Extract to read:
To date, Goldman’s digital brand Marcus has generated $55 billion in low-cost retail deposits and $5 billion in loans, executives said. However, it has also lost roughly $1.3 billion since its launched in 2016, and analysts were eager to know when Goldman could expect to break even on it.
Chairman and CEO David Solomon stressed that initiatives like Marcus and a new cobranded credit card with Apple were medium- and long-term investments, and he promised more strategic details next year. He also addressed concerns about Marcus when he answered an analyst’s question about whether competitors were underestimating Goldman’s consumer push.
“This firm over time has a good track record of building businesses that are successfully integrated into the firm and really succeed all the time,” Solomon said, pointing to other business lines, including asset management and its investing platform. “We're focused on proving ourselves over time. We're focused on our clients and we're less focused on competitive views on these issues.”
Goldman Sachs operates a consumer deposit business and an unsecured installment loan under its digital brand Marcus. Goldman also launched a co-branded credit card with Apple in August. After JPMorgan Chase said in June that it would wind down its own digital bank Finn, Goldman Sachs executives said they intend to avoid that same fate for Marcus.

Exercises to complete:
a) From the passage on Goldman Sachs and Marcus, return the text starting at "Chairman and CEO" and ending at "Goldman’s consumer push.".
b) Supply the next part of the passage on Goldman Sachs and Marcus, continuing on from its final sentence.
The listing that follows is separate material and is not part of the passage on Goldman Sachs and Marcus.

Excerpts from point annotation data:
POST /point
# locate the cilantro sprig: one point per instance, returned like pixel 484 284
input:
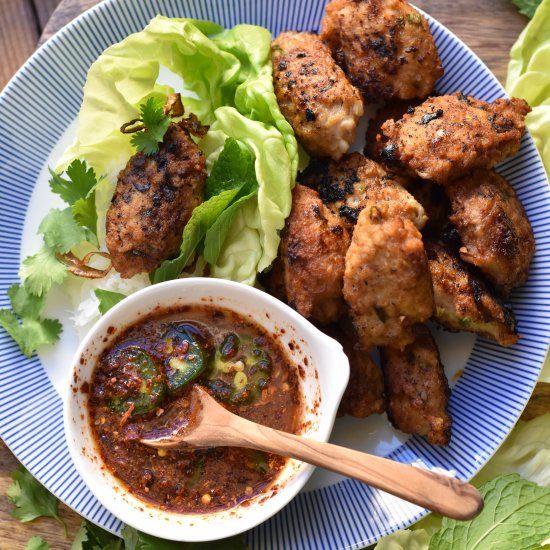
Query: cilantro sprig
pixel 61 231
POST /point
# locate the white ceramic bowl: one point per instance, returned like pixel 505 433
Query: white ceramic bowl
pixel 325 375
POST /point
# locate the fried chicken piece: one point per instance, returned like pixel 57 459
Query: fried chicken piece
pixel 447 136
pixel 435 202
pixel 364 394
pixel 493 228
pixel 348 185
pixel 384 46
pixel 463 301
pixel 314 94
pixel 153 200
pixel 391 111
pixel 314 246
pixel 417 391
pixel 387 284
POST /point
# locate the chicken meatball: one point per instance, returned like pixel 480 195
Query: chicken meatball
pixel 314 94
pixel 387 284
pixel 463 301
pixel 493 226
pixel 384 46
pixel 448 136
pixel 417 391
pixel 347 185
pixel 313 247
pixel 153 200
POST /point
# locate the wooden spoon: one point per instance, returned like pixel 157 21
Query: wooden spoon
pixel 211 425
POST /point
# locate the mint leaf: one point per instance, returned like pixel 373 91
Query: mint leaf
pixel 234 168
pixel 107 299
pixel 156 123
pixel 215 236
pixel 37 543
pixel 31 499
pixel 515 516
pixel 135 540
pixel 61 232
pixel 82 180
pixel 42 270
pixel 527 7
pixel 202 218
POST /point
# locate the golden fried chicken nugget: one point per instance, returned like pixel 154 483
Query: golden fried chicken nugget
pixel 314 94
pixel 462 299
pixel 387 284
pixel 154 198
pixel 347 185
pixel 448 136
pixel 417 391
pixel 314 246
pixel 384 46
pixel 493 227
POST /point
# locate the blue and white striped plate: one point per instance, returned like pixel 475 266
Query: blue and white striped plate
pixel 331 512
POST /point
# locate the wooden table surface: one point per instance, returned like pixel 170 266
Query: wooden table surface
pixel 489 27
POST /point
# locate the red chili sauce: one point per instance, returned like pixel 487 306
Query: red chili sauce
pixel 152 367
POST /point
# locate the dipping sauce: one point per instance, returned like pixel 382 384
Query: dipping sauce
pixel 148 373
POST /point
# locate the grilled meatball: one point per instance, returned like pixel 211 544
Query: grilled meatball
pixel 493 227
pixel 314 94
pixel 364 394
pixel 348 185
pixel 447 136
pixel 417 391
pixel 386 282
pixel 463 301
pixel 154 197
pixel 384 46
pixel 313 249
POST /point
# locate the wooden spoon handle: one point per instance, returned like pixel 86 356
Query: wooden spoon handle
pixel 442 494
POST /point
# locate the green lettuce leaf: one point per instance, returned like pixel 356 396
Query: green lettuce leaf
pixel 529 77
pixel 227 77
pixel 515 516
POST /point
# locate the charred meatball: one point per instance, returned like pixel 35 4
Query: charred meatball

* * *

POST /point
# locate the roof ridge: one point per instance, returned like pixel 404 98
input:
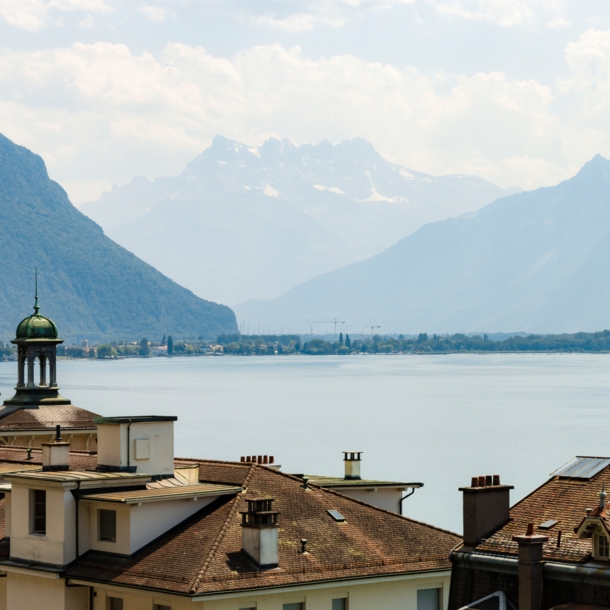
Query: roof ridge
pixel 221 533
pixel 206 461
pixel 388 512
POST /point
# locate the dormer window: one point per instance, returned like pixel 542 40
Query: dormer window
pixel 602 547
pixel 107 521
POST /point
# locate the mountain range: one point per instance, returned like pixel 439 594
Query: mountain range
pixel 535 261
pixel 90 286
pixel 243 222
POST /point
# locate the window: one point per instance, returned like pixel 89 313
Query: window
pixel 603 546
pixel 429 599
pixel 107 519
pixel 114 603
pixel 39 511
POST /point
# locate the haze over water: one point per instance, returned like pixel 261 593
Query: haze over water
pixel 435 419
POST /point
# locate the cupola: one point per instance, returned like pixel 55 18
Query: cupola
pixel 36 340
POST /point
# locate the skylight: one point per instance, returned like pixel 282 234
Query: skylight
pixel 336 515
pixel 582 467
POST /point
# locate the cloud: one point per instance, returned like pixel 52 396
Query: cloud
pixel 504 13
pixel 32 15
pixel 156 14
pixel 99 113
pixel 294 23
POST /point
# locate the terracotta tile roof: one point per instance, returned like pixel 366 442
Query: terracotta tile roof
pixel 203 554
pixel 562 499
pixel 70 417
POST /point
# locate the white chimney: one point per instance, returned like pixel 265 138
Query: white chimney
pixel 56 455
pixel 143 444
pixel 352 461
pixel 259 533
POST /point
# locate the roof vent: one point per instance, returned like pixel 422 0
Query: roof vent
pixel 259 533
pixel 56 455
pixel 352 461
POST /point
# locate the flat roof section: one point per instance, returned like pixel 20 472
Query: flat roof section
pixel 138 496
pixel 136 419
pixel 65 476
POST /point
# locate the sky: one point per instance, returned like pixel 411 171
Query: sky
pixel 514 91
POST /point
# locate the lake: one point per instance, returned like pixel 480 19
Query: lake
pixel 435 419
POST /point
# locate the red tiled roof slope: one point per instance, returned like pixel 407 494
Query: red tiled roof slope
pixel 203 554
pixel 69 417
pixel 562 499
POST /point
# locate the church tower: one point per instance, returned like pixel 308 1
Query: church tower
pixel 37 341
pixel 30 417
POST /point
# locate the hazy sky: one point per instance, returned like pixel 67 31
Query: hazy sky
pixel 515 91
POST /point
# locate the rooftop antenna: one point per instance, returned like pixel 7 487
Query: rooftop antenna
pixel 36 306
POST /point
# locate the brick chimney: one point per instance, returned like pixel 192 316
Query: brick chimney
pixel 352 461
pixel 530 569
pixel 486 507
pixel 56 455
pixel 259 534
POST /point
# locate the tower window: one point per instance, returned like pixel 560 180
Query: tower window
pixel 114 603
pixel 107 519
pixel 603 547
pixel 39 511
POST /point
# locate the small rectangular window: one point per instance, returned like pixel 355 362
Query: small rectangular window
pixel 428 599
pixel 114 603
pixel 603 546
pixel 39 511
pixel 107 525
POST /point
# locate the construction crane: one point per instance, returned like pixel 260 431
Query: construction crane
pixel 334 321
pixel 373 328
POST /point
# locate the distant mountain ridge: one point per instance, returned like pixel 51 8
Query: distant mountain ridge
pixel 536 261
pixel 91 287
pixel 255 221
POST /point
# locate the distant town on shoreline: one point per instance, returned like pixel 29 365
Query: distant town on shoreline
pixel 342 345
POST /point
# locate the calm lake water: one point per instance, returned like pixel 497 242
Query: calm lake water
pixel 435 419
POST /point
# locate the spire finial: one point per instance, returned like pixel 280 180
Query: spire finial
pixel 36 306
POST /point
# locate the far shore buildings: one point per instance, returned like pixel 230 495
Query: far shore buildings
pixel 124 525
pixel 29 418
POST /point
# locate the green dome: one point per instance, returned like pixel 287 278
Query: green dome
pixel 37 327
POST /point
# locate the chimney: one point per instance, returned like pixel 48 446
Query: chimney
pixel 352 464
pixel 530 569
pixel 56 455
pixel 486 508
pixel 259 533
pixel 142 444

Task-by-task outputs:
a)
Chairman and CEO David Solomon stressed that initiatives like Marcus and a new cobranded credit card with Apple were medium- and long-term investments, and he promised more strategic details next year. He also addressed concerns about Marcus when he answered an analyst’s question about whether competitors were underestimating Goldman’s consumer push.

b)
Overall, Goldman’s third quarter net earnings slid 26% to $1.88 billion from a year earlier. Earnings per share of $4.79 missed the mean estimate of analysts polled by FactSet Research Systems by 2 cents.
Net revenues in its investment banking business fell 15% to $1.69 billion in the third quarter. Net revenues in its investing and lending unit fell 17% to $1.68 billion. Another factor in Goldman’s earnings miss was a $267 million net loss in public equity investments in companies like Uber, Avantor Inc. and Tradeweb Markets.
Goldman’s stock price didn’t suffer for the news, though: At midday Tuesday, it had ticked up 2.4% to $206.60.
Its provision for credit losses also rose 67% on a yearly basis to $291 million. Chief Financial Officer Stephen Scherr said that the increase was a result of “idiosyncratic corporate impairments.”
He added that loan-loss provisions for Marcus remained flat on a quarterly basis and said that that unsecured portfolio was “now performing much more in line” with Goldman’s initial expectations.